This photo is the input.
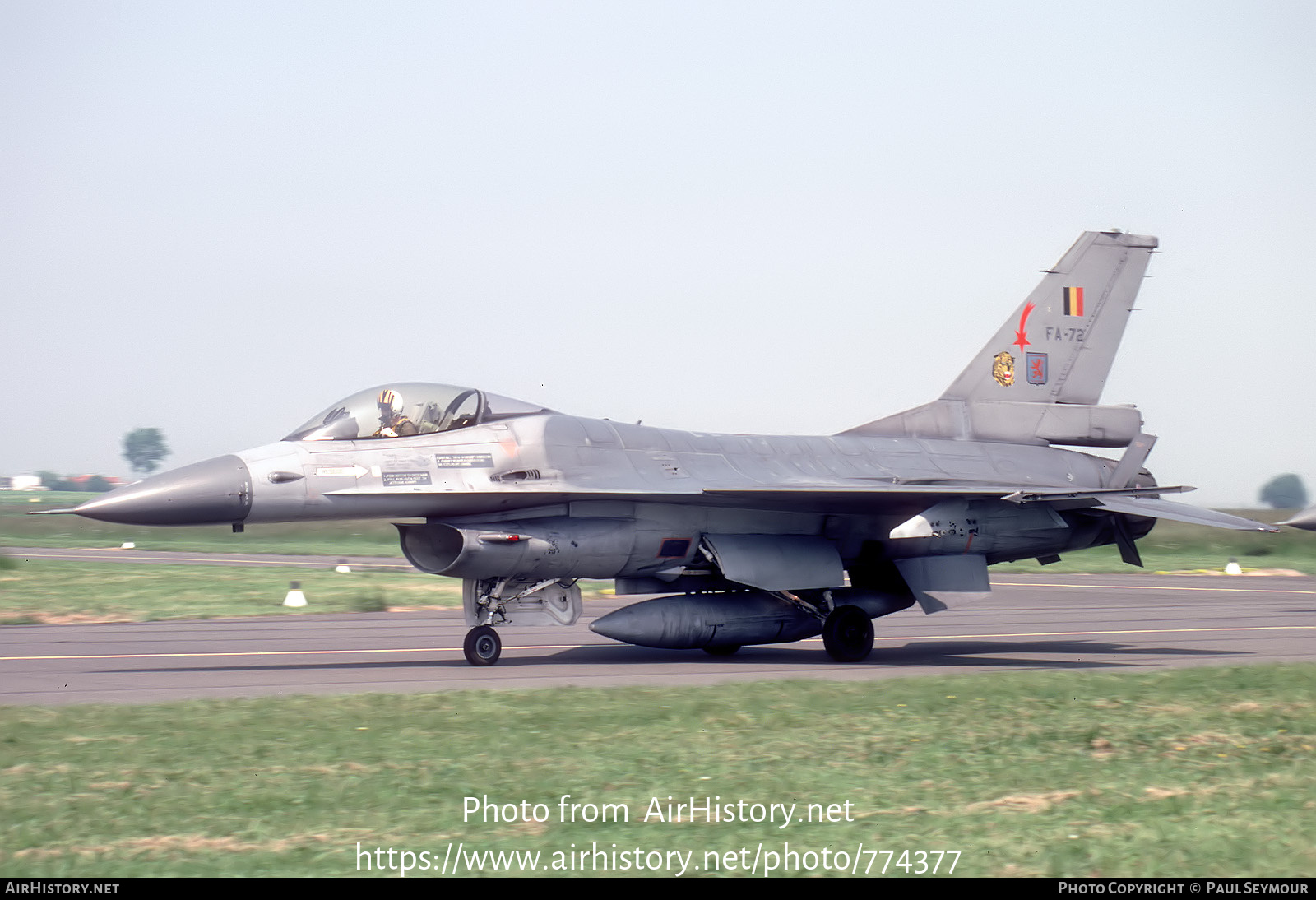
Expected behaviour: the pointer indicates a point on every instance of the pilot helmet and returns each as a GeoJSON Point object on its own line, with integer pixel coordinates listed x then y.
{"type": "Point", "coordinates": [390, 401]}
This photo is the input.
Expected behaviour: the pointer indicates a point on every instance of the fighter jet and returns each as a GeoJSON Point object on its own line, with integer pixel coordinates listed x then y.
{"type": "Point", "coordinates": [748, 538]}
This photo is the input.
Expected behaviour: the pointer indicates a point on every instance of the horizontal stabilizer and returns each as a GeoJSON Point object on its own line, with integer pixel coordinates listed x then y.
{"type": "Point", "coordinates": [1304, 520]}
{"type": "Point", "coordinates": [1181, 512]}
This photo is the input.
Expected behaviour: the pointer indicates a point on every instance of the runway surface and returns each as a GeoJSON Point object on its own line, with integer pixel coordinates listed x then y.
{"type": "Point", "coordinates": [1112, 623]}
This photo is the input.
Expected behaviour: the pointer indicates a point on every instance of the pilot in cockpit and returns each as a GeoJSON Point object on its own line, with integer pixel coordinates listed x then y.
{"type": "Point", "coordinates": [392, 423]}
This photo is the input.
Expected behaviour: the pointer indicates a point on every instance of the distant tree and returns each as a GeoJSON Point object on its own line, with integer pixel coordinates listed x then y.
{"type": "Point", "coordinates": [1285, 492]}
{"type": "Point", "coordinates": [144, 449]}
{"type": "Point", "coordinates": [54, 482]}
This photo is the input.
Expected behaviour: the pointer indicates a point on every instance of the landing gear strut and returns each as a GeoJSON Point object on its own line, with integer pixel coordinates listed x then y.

> WHAT NEEDS TO BE DONE
Count the lines in the entries above that contain the word "pilot". Reply with the number alone.

> SOLVED EXERCISE
2